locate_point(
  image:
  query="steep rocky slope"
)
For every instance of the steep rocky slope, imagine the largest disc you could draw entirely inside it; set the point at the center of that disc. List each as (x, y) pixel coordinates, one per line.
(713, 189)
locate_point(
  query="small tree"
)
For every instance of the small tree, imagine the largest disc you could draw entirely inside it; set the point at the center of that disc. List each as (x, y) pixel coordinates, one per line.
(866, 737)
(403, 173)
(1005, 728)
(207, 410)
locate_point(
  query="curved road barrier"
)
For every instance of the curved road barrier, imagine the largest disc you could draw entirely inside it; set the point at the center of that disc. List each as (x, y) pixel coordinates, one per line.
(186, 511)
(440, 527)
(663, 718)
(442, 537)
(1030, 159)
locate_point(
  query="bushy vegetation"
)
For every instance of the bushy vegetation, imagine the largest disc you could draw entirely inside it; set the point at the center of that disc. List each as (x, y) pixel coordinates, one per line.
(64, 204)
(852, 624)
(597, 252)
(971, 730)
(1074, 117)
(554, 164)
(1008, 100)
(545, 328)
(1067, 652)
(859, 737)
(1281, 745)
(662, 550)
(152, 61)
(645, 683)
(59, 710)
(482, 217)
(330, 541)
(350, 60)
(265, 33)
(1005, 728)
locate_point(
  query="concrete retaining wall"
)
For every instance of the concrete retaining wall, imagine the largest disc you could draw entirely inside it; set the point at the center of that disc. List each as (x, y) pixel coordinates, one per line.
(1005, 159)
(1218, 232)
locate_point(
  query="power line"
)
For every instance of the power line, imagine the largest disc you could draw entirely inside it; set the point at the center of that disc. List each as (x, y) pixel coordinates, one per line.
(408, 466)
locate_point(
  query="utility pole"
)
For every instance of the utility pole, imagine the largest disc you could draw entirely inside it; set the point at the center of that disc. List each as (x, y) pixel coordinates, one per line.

▶ **Problem requirements**:
Every line above is to be transcribed exactly, with nothing missed.

▶ **Exercise response**:
locate_point(
  image:
  query="steep rocky slope"
)
For every instance of the steep rocky slope, imagine the largest disc you could draw entirely inside it; set the point at the center of that disc. List each as (x, y) pixel coordinates, one per line.
(713, 189)
locate_point(
  query="small tree"
)
For every instance of the small tree, imagine the largest disc you could draw entirely inside it; set the point at the center of that disc. List each as (x, y) pixel coordinates, one per line.
(866, 737)
(403, 173)
(1005, 728)
(207, 410)
locate_point(
  query="curved road barrier"
)
For every instance of the curved road barrier, imagine the largest disc you could draw entirely inside it; set the point at the center of that disc. List each as (x, y) pixel coordinates, one per line.
(186, 511)
(440, 527)
(663, 718)
(442, 537)
(1030, 159)
locate_point(
  query="bushy vegetation"
)
For every instance of the bushy vegetation, imagine the largest disc you could draw entirely inside it; set the point at the center of that disc. List each as (x, y) pixel coordinates, one per line.
(64, 204)
(852, 624)
(597, 252)
(971, 730)
(1074, 117)
(554, 164)
(1008, 100)
(545, 328)
(1067, 652)
(859, 737)
(1281, 745)
(662, 550)
(152, 61)
(645, 683)
(59, 710)
(482, 217)
(330, 541)
(350, 60)
(265, 33)
(1005, 728)
locate_point(
  query="concrete retaining wall"
)
For every instance of the concrete retaining wall, imagine the largest disc you could draw entirely inside it; set the point at the center of that disc. List each as (x, y) pixel coordinates, one per line.
(1005, 159)
(1218, 232)
locate_point(
  query="power line"
)
For every instance of the power line, imagine the largest disc you could draw entirely inside it; set the point at the center of that disc. List each as (x, y) pixel coordinates, one per line.
(408, 466)
locate_point(
  query="utility pole"
)
For every instance of the utility pole, imagine the largest disc you could draw entirely inside it; set the point at the center of that disc. List each as (x, y) pixel coordinates, one per line.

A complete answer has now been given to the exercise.